* [SET EXERCISE]:
Switch "thickest part" to "widest part" everywhere in the data below and give all of it back with nothing else changed. Leave the pictures out.

— begin —

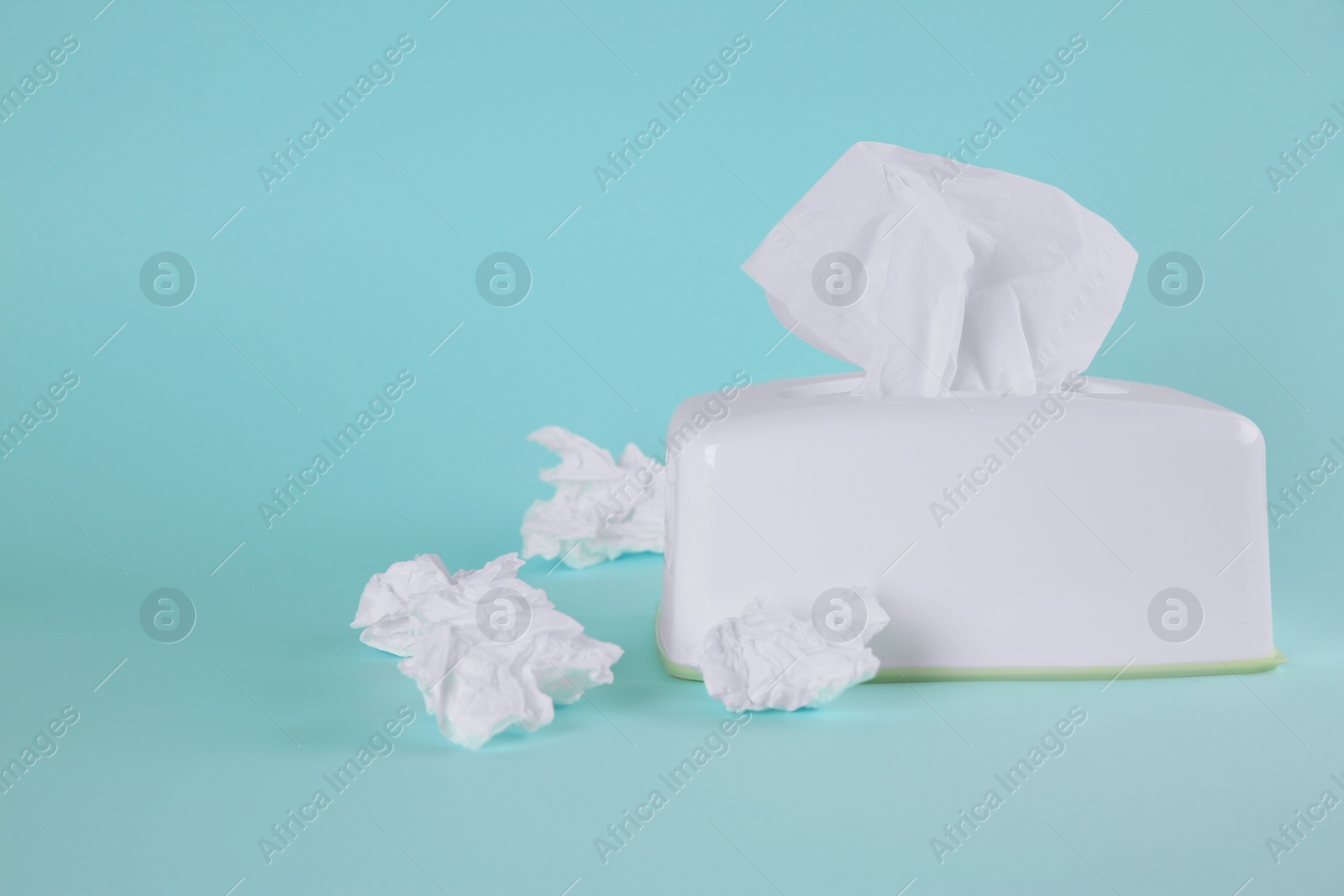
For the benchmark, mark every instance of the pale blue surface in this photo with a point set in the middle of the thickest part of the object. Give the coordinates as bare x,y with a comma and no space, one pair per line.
343,275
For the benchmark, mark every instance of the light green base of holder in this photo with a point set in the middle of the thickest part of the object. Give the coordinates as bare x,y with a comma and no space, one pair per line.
1028,673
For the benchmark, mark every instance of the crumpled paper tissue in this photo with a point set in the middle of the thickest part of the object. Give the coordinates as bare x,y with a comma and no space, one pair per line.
766,658
487,649
941,277
601,510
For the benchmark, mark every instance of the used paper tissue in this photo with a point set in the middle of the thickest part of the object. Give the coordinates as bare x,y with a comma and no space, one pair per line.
487,649
765,658
1014,519
601,510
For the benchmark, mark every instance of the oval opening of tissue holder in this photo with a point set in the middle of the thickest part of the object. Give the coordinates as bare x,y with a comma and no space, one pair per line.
1105,528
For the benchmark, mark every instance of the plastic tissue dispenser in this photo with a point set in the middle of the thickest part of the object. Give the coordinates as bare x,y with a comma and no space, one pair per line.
1088,530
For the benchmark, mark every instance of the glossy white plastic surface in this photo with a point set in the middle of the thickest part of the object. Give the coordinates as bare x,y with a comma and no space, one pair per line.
1052,560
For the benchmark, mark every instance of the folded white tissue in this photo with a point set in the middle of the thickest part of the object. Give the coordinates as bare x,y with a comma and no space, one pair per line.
1016,520
985,281
766,658
601,510
487,649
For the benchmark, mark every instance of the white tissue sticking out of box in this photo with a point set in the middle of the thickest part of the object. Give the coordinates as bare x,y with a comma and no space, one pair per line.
766,658
601,510
934,275
487,649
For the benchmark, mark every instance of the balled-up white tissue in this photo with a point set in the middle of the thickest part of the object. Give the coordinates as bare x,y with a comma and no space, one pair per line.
766,658
476,684
389,607
601,510
967,278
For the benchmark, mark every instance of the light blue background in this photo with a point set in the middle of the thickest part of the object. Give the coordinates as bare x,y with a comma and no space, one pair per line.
349,270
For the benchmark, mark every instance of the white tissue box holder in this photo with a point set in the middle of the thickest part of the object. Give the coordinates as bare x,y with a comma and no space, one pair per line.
1124,533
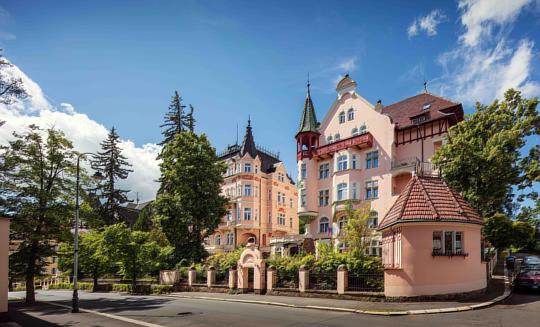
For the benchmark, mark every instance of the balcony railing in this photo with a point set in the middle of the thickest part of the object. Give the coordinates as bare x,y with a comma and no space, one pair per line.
404,163
360,141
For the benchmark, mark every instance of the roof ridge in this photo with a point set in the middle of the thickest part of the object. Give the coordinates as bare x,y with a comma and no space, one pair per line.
430,202
460,208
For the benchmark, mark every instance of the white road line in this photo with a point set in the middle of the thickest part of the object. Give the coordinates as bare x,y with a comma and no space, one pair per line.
108,315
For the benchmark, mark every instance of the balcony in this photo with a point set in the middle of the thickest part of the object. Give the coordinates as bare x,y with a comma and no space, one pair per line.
404,165
362,141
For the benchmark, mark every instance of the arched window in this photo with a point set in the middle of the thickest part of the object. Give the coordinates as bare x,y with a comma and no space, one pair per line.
342,191
342,117
342,225
323,225
373,219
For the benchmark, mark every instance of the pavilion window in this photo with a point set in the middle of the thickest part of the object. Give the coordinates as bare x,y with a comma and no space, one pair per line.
342,163
247,213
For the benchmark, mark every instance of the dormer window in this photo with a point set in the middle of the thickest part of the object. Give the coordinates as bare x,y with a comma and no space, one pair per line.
350,114
418,119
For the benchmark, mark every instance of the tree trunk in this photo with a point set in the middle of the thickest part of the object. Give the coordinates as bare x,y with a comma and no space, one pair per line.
30,294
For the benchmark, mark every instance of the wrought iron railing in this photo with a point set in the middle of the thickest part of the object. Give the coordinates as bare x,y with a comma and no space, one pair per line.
322,280
365,281
286,279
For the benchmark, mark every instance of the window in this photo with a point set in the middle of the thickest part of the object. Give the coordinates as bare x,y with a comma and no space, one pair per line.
373,220
448,243
342,163
342,191
372,159
230,239
418,119
354,191
281,219
303,195
324,198
342,226
372,190
323,225
324,171
247,190
247,213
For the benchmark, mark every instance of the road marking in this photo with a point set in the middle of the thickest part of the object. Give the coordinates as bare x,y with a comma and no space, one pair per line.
108,315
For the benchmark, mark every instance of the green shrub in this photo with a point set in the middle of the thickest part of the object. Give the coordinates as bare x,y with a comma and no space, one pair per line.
161,289
125,288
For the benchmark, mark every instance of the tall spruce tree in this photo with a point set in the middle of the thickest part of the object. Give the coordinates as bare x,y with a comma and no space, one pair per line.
174,119
113,165
38,188
189,204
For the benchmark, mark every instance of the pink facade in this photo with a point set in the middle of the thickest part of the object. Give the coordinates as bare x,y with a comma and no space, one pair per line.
363,153
413,270
4,255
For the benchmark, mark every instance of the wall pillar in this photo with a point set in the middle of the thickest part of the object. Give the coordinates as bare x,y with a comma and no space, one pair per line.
343,279
271,278
211,276
192,276
303,278
233,278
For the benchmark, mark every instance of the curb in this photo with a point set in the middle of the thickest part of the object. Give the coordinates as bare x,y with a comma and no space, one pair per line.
483,305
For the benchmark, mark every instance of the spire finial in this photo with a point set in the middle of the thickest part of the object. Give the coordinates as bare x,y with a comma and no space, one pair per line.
309,84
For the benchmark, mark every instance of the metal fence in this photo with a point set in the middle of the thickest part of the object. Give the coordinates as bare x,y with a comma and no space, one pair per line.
222,277
366,281
286,279
323,280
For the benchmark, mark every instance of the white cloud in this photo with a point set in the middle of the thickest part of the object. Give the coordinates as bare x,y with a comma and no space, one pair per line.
480,17
85,133
427,23
485,63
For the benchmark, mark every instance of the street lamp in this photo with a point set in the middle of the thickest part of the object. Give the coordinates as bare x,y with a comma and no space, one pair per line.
97,176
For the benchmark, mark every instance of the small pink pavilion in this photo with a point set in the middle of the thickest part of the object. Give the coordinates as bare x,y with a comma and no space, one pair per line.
432,243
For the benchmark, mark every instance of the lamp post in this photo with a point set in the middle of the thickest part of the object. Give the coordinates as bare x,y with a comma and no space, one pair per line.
97,175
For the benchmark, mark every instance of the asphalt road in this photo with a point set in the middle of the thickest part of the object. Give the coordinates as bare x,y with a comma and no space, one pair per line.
520,310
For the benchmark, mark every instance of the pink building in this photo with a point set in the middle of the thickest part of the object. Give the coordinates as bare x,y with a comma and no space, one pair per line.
364,153
432,242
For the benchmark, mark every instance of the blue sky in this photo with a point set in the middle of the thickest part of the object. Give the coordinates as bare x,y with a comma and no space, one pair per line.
118,62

— end —

* [ANSWER TO THE EXERCISE]:
For the benchmark, mark every instance of the pale blue surface in this photo with a point set in the middle of the widest part of the object. Give the coordinates as bare x,y with a comma and no space, one pair per line.
343,275
For the benchmark, mark every instance of the light green base of holder in this photo with a point set in the middle of the widest part of the object. Give the coordinates as bare x,y with a comma and no space, one pair per line.
1028,673
For the benchmark, mark every instance of the crumpled paper tissue in this photo with a point set in the middle of the widest part of the object. Give the coordinates as bare x,y with a comma and no space, one pair per line.
766,658
487,649
941,277
601,510
For the benchmark, mark every instance of the used paper tissue in this photo with a point set in the middle of the widest part of the object. Give the coordinates as bare x,y with a comma and no space, one pair per line.
487,649
765,658
1014,519
601,510
For the benchmark, mark every instance of the oval opening of tissue holder in this photo with a point set in the middle of the widest part of the object. Give the coordinates as bare x,y with a comma and no space, one pair per line.
1105,528
For the benchmark, mark every instance of the plastic tissue dispenser in this photo with a point set in the middle of the widest part of the object. Give the coordinates as bare x,y with a comma and no space, one pair per line.
1088,530
For the benchmark, mark every instance of the glossy white plastic surface in this photo with a point set in the middle of the widest part of the object. Give the coordinates as bare x,y with a comma and no space, one pair per line.
1052,560
For the benchmark, mark every instance of the folded white tissue in this photo with a point set in the middle of the widest part of the object. Give the coordinates as bare x,y with a comma and no space, one pair per line.
1016,520
985,281
766,658
601,510
487,649
For the benchmark, mark every instance of the white tissue sticking out of box in this photo with a point set in the middle of the widest part of the object. Give the coordinates as bare x,y with a comma and no space, one pair per line.
766,658
601,510
934,275
487,649
For the benchmark, mark every instance of the balled-up white tissue in this photo with a point set in the middle of the widest part of the object. Give the coordinates as bare x,y with a comma and no space, one pair per line.
766,658
476,684
389,607
601,510
967,278
For the benchmark, mark every instance of the light blue background in this photo with a point set in the middle of the widest part of the object. Give the coordinates as bare x,y with a comma and no space, one pair per line.
349,270
For the benchmark, mark every instance of the white tissue box holder in this photo with a point set in the middle of the widest part of the object. Give the coordinates as bare x,y with a comma and no space, one pair per line.
1124,533
For the benchmark, mark every instance of the balcony railing in this photo with a point set in the middle of the widest part of the object. Give the coordinates as bare x,y with a comma and no space, one pair per line.
404,163
360,141
For the benchmark, mark every instance of the roof ridge in this photo with a point set in the middle of the widest part of the object. Give the coordinates as bare x,y with a comma and no space, one pair per line.
430,202
460,208
For the benchmark, mark every instance of the white road line in this photo with a point set in the middle of the widest part of the object. Give the coordinates as bare x,y with a comma and no space, one pair per line.
108,315
For the benchmark, mark every instance of the balcony in this photo with a point set in the middle of the widest part of the object. Give the coordinates as bare x,y with a comma and no space, one pair per line.
404,165
362,141
For the benchmark, mark every instance of the arched window in this photo with a point set in the middle of the widest part of the object. Give the coordinates as bare x,y with a comma and no space, one pair per line.
342,191
342,117
342,225
323,225
373,219
For the benchmark, mark every instance of the pavilion window in this photo with a point set in the middle of the widest part of the object. Give the coordinates as bare x,y with a comma and no space, one pair per line.
342,163
247,213
For the benchmark, mark every instance of the dormer window in this photo with a point set in the middle of the widest part of the object. Give the coordinates as bare x,y with a comma and no space, one pair per line.
350,114
418,119
For the benchmark, mark every instance of the tree trunk in this photo with a point set in the middle of the widest part of the object. Give the coordinates as bare x,y with a comma and no space, one pair per line.
30,294
For the benchmark, mark every instance of the wrought iron railing in this photo with a point set in the middle of the widest part of the object. Give the coordinates as bare x,y with a comma and no space, one pair per line.
322,280
365,281
286,279
For the benchmark, mark every instance of the window in this photo with a point set in the middle of the widest part of the object. Give the coordinates as bare x,y with a comma and no space, one pair per line.
373,220
448,243
342,163
342,191
372,159
230,239
418,119
354,191
281,219
303,195
324,198
342,226
372,190
323,225
324,171
247,190
247,213
For the benchmark, mark every instance of the road marking in this photo with a point set in the middle of the widest part of the object. Give the coordinates as bare x,y with a comma and no space, one pair per line.
108,315
For the benchmark, mark every instance of the green shrub in this photo with a point set in the middle of the widest part of the object. Give the coordinates as bare x,y with a comma and no space, one pair per line.
161,289
125,288
For the benchmark, mark every instance of the tall spruce tree in this photo with a point set in the middle of the widest part of the object. Give the coordinates as bare x,y with a comma and no space, one pair per line.
174,119
113,165
38,188
189,204
For the benchmark, mark every instance of the pink facade in this photo with a point set in the middle of the widest part of the object. Give the coordinates as bare x,y with a comma and no space, one pair per line.
363,153
413,270
4,255
For the benchmark, mark every instance of the wall pillar in this photo with a point set in the middle of the widest part of the object. Give the coordinates as bare x,y with a comma and no space, one pair per line.
343,279
271,278
211,276
192,276
303,278
233,278
For the benchmark, mark every instance of the curb in this photo with a point set in the middle of the widest part of the object. Give the coordinates as bare x,y with a comma and no space, one pair per line.
483,305
For the benchmark, mark every instance of the spire finial in this photo with a point set in the middle of the widest part of the object. Give the coordinates as bare x,y with a comma and no space, one pair per line.
309,84
For the benchmark, mark every instance of the metal fence in this photo with a point set in the middle of the widest part of the object. Give the coordinates as bare x,y with a comma and no space, one pair per line.
222,277
366,281
286,279
323,280
For the benchmark, mark every instance of the white cloud in this photo with a point set in the middle of the widest part of the object. Give the coordinates as bare x,y with a comma and no space, one pair per line.
480,17
85,133
427,23
485,63
For the benchmark, mark every instance of the street lamp in this photo with a point set in the middle of the widest part of the object. Give the coordinates as bare x,y with a comma and no space, one pair per line.
97,176
For the benchmark, mark every instance of the small pink pavilion in this photo with a point set in the middle of the widest part of the object. Give the coordinates as bare x,y with a comma and no space, one pair per line.
432,243
For the benchmark, mark every instance of the lamp post in this photo with a point set in the middle of the widest part of the object. Give the coordinates as bare x,y with a comma and no space, one pair per line.
97,175
For the benchmark, mark every instance of the asphalt road in this photo with a point set in the middle of the widest part of the object. Give the coordinates as bare x,y with a comma and no space, one pair per line.
520,310
For the benchmark, mark every instance of the pink building in this photo with a point set in the middle of the widest part of the object. Give the coordinates as bare x,y with a comma and no space, one pair per line.
364,153
432,242
For the benchmark, mark every instance of the blue sky in this photo with a point set in the middle of the widest part of the object. Give the coordinates as bare x,y with a comma and no space, one pair per line.
118,62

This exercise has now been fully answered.